He would much rather see either of those definitions used in a bill Congress would pass to protect smaller retailers like him, rather than the $5 million limit in the language now. "I'm going to be the one filling out all the forms," he said.

The current bill also could force online retailers to raise prices to cover any additional costs their businesses would incur in trying to keep up with the new tax.

Patrick Byrne, chairman and chief executive officer of Overstock.com, said brick-and-mortar stores make use of the local infrastructure, and online businesses do not, so there is no reason to apply a local sales tax to something bought via computer.

"It's the nature of the government to want more," Byrne said. "Since when is the government about fairness?"

Byrne said the different tax definitions among the various tax entities cause problems. A set of skis in one tax jurisdiction can be considered clothing, while another jurisdiction could categorize it as a piece of sporting equipment, which can have a different tax level. He said Overstock.com has 1 million products, and it could take $2 million to $5 million a year alone just to manage the tax definitions, not including what costs it would add to the products being taxed.

Dataset
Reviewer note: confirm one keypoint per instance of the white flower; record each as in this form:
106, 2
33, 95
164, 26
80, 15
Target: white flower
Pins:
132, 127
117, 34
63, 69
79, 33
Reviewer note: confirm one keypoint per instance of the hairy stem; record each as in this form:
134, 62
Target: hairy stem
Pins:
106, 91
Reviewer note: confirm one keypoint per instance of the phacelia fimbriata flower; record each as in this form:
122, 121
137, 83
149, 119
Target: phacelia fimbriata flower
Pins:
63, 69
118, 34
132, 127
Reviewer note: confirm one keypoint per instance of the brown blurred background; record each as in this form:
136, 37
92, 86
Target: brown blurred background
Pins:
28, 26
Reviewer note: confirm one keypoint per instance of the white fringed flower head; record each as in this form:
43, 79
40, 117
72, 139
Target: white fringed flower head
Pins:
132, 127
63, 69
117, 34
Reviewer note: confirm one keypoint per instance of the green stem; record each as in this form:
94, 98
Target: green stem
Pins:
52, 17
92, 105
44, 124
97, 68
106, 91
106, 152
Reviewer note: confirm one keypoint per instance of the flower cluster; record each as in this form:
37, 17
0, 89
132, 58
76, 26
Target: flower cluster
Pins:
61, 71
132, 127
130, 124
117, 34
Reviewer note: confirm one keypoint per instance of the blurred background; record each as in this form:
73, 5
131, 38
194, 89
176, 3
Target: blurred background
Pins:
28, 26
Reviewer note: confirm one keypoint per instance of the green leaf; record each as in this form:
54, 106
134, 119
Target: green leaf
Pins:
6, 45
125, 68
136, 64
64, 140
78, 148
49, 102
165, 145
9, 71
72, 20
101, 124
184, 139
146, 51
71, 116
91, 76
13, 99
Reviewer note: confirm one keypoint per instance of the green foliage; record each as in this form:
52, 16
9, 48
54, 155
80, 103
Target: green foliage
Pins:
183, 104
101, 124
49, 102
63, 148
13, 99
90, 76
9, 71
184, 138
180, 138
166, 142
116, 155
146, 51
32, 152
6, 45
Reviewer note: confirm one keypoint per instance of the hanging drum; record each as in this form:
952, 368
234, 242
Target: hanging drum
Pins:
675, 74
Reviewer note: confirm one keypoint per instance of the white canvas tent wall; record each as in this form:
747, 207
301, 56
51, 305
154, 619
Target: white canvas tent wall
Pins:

What you will do
A) Translate this sentence from the online sales tax passage into Spanish: "Byrne said the different tax definitions among the various tax entities cause problems."
B) According to the online sales tax passage, how many products does Overstock.com have?
C) From the online sales tax passage, quote everything from "Patrick Byrne, chairman" down to "products being taxed.".

Results in order
A) Byrne dijo que las distintas definiciones fiscales entre las diversas entidades tributarias causan problemas.

B) 1 million products.

C)
Patrick Byrne, chairman and chief executive officer of Overstock.com, said brick-and-mortar stores make use of the local infrastructure, and online businesses do not, so there is no reason to apply a local sales tax to something bought via computer.

"It's the nature of the government to want more," Byrne said. "Since when is the government about fairness?"

Byrne said the different tax definitions among the various tax entities cause problems. A set of skis in one tax jurisdiction can be considered clothing, while another jurisdiction could categorize it as a piece of sporting equipment, which can have a different tax level. He said Overstock.com has 1 million products, and it could take $2 million to $5 million a year alone just to manage the tax definitions, not including what costs it would add to the products being taxed.